[Start of TEXT EXTRACT]

1. Field of the Invention
The present invention relates generally to a system and method for providing perimeter security and, more specifically to a system and method for providing entry-point, boundary-line, and presence intrusion detection by means of an intelligent controller process capable of driving both field alert/alarm systems and security station monitoring devices. The system and method of the present invention is particularly applicable to use at airports but can also can be applied to perimeter security and presence-detecting security generally, including critical infrastructures such as chemical manufacturing plants, nuclear and non-nuclear power generation facilities, water purification plants, fuel storage installations, food processing plants, dams, and ports.

[End of TEXT EXTRACT]
[Start of DATA RECORDS]

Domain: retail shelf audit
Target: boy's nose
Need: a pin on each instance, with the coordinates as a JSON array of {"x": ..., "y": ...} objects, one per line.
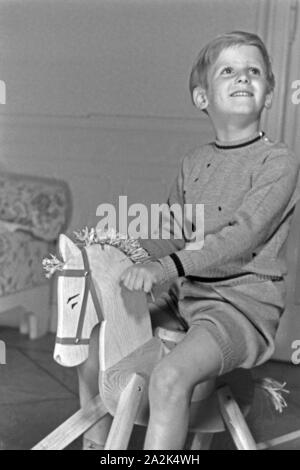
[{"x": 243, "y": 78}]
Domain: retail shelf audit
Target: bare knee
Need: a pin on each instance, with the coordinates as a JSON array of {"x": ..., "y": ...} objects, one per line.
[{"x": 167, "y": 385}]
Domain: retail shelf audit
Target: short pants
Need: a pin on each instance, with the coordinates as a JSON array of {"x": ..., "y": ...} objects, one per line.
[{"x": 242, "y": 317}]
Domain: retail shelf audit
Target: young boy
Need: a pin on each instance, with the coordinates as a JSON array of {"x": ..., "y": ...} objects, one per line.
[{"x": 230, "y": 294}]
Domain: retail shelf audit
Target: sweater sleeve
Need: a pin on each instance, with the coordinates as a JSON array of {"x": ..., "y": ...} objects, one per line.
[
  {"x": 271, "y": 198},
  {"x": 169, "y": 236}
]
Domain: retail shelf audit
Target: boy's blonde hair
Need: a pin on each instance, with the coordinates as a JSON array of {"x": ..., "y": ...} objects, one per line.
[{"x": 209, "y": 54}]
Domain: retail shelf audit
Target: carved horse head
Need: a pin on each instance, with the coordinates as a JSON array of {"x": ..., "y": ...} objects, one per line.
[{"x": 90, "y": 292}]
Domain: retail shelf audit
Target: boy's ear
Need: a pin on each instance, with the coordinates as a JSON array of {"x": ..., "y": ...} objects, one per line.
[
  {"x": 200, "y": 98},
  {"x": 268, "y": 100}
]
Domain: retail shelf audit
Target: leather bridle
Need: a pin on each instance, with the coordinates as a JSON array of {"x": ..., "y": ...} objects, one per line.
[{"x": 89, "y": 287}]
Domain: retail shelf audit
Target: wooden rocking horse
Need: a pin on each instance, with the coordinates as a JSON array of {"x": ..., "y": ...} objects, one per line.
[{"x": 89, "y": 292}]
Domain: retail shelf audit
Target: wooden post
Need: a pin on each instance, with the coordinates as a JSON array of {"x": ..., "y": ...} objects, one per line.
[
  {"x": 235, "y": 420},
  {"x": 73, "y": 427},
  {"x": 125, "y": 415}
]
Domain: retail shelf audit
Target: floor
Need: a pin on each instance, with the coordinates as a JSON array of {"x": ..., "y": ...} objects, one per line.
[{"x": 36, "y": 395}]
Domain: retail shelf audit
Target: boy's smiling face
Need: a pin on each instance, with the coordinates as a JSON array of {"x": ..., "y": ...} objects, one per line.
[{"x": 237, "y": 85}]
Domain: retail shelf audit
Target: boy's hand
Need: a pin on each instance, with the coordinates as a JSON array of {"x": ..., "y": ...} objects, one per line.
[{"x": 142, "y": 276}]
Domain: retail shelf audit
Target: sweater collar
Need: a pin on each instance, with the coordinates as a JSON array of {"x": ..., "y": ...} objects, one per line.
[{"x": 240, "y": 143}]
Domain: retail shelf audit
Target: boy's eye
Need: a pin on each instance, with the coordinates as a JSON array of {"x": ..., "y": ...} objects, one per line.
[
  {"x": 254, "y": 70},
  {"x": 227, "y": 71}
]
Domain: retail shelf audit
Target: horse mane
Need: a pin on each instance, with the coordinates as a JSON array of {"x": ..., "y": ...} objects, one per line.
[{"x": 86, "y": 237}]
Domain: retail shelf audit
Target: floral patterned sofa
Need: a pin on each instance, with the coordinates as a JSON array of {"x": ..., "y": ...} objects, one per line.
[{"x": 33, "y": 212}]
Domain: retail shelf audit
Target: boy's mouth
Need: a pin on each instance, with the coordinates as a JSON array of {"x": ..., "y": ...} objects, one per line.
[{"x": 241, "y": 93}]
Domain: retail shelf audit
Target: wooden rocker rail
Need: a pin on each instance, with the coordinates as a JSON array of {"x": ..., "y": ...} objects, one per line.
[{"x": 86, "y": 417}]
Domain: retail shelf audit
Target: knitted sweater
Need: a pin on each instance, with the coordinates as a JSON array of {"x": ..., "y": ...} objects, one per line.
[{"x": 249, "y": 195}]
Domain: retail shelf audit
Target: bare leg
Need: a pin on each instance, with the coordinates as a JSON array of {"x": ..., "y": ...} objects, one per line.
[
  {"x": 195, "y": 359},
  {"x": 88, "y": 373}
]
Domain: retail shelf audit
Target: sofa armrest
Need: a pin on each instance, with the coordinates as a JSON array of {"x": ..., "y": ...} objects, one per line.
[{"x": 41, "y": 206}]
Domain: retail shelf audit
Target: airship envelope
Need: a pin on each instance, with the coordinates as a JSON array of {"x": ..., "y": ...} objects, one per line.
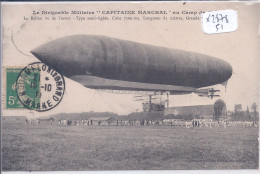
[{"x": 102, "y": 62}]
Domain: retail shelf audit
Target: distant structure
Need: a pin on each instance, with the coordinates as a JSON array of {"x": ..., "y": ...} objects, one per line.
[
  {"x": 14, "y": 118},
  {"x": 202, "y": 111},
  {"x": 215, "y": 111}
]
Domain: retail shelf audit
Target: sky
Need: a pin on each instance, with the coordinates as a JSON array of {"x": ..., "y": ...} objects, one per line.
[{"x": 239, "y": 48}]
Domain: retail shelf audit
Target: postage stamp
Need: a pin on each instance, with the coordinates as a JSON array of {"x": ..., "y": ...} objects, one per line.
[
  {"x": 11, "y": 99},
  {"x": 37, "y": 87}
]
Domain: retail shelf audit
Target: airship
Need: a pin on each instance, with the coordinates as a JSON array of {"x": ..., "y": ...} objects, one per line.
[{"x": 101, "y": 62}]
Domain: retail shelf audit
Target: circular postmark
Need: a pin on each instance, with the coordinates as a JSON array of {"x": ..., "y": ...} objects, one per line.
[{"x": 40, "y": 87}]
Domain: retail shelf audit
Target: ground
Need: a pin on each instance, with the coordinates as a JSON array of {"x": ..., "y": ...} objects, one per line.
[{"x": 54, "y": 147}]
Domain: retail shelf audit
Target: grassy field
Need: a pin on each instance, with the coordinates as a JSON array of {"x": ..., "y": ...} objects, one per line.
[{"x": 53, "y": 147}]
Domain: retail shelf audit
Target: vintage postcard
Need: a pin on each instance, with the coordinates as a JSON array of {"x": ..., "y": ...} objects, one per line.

[End of DATA RECORDS]
[Start of DATA RECORDS]

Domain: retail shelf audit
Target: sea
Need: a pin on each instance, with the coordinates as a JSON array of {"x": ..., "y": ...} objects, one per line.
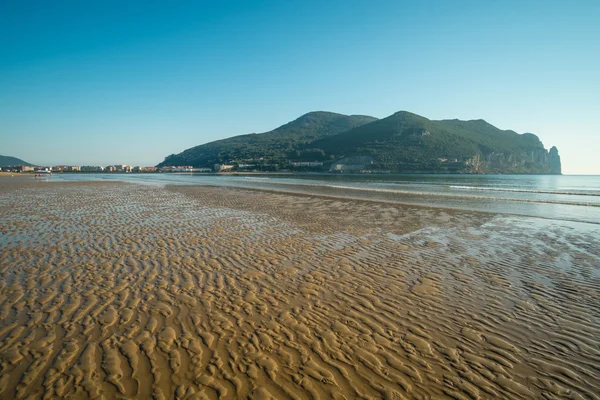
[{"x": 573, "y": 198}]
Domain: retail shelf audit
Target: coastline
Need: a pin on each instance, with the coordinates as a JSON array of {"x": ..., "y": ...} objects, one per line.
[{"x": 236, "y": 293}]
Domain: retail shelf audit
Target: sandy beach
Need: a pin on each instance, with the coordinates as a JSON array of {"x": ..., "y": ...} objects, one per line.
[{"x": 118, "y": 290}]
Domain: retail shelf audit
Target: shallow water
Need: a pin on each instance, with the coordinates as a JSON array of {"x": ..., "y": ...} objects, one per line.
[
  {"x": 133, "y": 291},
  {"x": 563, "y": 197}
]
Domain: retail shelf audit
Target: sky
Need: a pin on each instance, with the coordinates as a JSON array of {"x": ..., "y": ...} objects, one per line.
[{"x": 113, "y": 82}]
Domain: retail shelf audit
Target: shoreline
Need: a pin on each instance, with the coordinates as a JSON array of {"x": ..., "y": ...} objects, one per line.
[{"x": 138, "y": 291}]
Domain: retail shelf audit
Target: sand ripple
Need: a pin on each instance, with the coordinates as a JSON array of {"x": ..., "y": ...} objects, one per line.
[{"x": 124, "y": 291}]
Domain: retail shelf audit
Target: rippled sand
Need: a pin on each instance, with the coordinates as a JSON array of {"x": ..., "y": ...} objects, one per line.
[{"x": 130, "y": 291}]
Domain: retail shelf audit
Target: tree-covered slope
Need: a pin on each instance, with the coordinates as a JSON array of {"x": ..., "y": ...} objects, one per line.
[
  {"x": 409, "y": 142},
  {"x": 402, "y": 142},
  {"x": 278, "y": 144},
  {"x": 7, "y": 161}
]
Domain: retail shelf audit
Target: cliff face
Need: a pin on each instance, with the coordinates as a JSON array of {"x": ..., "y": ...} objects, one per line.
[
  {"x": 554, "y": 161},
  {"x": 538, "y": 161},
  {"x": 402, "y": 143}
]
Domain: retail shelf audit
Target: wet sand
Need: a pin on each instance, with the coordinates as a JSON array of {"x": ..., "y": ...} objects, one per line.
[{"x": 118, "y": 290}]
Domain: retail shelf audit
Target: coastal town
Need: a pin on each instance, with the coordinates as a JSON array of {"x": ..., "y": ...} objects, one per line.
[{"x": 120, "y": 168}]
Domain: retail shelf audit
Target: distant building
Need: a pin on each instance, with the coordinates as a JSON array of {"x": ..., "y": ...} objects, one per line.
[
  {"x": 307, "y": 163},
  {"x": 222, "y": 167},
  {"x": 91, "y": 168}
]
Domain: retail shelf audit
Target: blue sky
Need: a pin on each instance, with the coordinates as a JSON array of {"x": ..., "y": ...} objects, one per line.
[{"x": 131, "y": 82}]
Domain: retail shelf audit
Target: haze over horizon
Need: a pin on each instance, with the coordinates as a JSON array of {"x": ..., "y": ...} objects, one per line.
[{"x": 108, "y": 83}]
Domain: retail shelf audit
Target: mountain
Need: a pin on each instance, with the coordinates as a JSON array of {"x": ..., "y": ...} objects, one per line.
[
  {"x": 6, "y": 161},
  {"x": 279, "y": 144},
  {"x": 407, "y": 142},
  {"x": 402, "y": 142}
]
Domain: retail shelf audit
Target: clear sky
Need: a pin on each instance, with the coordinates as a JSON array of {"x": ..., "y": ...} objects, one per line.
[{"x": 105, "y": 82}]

[End of DATA RECORDS]
[Start of DATA RECORDS]

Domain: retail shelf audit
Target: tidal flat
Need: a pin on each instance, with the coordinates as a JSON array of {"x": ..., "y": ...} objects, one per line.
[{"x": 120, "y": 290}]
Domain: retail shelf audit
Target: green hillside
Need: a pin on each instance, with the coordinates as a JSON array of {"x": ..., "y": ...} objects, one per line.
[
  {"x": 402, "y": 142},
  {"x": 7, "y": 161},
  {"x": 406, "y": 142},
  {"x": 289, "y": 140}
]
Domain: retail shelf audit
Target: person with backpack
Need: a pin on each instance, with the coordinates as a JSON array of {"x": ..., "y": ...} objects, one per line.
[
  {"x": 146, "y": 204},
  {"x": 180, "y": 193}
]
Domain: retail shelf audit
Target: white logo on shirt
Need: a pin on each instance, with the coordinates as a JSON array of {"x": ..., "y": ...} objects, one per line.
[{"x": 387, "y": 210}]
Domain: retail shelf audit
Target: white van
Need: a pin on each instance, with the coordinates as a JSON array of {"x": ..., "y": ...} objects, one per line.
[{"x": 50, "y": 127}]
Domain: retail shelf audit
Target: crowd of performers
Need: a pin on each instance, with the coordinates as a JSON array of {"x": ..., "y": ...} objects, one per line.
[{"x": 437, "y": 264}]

[End of DATA RECORDS]

— YOUR OBJECTIVE —
Duplicate the part of the perimeter security text between "1. Field of" and "dams, and ports.", inclusive, word for word.

— SOLUTION TO THIS PROBLEM —
1. Field of the Invention
The present invention relates generally to a system and method for providing perimeter security and, more specifically to a system and method for providing entry-point, boundary-line, and presence intrusion detection by means of an intelligent controller process capable of driving both field alert/alarm systems and security station monitoring devices. The system and method of the present invention is particularly applicable to use at airports but can also can be applied to perimeter security and presence-detecting security generally, including critical infrastructures such as chemical manufacturing plants, nuclear and non-nuclear power generation facilities, water purification plants, fuel storage installations, food processing plants, dams, and ports.